- _Required task_: Edit the entries so that "drop one marker" becomes "place a single point" everywhere it occurs, and leave every other part of them unchanged.

[Excerpts from point annotation data]
+ + +
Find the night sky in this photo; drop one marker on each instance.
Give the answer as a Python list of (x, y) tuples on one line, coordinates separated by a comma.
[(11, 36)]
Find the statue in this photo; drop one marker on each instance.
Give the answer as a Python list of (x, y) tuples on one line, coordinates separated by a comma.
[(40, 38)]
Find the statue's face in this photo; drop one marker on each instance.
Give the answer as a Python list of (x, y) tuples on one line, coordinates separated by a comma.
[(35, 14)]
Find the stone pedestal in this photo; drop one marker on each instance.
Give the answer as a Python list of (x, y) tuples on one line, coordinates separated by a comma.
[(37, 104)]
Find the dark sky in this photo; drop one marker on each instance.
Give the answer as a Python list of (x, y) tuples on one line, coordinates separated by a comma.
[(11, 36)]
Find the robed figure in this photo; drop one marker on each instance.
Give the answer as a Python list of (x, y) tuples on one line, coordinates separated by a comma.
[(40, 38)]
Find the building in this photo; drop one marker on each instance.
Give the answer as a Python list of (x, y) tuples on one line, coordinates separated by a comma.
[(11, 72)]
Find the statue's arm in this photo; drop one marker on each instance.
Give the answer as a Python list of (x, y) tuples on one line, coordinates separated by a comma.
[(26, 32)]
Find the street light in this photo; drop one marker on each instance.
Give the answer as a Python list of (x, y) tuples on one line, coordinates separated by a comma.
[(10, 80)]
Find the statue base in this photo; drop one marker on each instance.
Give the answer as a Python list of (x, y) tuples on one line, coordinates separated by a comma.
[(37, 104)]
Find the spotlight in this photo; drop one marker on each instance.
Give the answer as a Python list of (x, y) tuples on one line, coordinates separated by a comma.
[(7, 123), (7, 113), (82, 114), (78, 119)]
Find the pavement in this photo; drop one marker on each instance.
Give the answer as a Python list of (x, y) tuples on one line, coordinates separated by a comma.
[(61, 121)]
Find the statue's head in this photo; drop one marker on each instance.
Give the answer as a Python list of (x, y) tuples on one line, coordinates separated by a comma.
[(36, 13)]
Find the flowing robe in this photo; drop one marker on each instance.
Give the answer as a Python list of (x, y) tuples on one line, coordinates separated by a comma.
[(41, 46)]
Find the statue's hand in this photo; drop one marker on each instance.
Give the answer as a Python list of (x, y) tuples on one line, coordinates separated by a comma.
+ + +
- _Full response_:
Find the night sky in this photo; place a single point on each instance.
Give the answer as a Python list of (x, y) tuples on one line, coordinates separated by a comma.
[(11, 36)]
Find the statue in this photo; place a single point on each instance.
Give the answer as a Python list of (x, y) tuples on one line, coordinates separated by a comma.
[(40, 38)]
Find the statue's face in this photo; place a single point on each instance.
Give the answer as a Python list of (x, y) tuples on one line, coordinates separated by a comma.
[(35, 14)]
Find the stone pedestal in this photo; place a single point on each instance.
Give the answer as a Python list of (x, y) tuples on one line, coordinates separated by a comma.
[(37, 104)]
Find the dark sky in this photo; place a single point on each instance.
Give the answer as a Python list of (x, y) tuples on one line, coordinates separated by a comma.
[(11, 36)]
Find the robed figure in this photo; place a single point on each instance.
Give the answer as a Python list of (x, y) tuples on one line, coordinates separated by a comma.
[(40, 38)]
Find the building in this photo; place a single point on each instance.
Give the answer as a Python list of (x, y) tuples on one line, coordinates separated by a comma.
[(11, 72)]
Find the statue's arm in this photo; place a single point on each instance.
Give the answer as a Python list of (x, y) tuples on one line, coordinates separated by a comma.
[(26, 32)]
Find the street light in this photo; place a single point on each instance.
Give the answer as a Python list of (x, y) tuples on one line, coordinates separated by a comma.
[(10, 80)]
Find the statue base in this photo; place a single point on each instance.
Give the answer as a Python list of (x, y) tuples on one line, coordinates separated by a comma.
[(37, 104)]
Find the spotlight in this photo; place a single point on each instance.
Give the answer as a Python list of (x, y) tuples on one line, coordinates separated by a comma.
[(7, 123), (7, 113), (82, 114), (78, 119)]
Find the pavement in this photo; place a single point on each instance.
Give the answer as a Python list of (x, y) tuples on one line, coordinates separated by a comma.
[(61, 121)]
Find the statue's head in this photo; place a single point on each instance.
Give the answer as a Python list of (x, y) tuples on one line, coordinates separated by a comma.
[(36, 13)]
Find the flowing robe in this photo; place a single point on each instance.
Give the answer as a Python list of (x, y) tuples on one line, coordinates separated by a comma.
[(41, 46)]
Find the statue's hand in this photo; place a single point on each instance.
Give the answer as a Python list of (x, y) tuples on one line, coordinates separated by a comma.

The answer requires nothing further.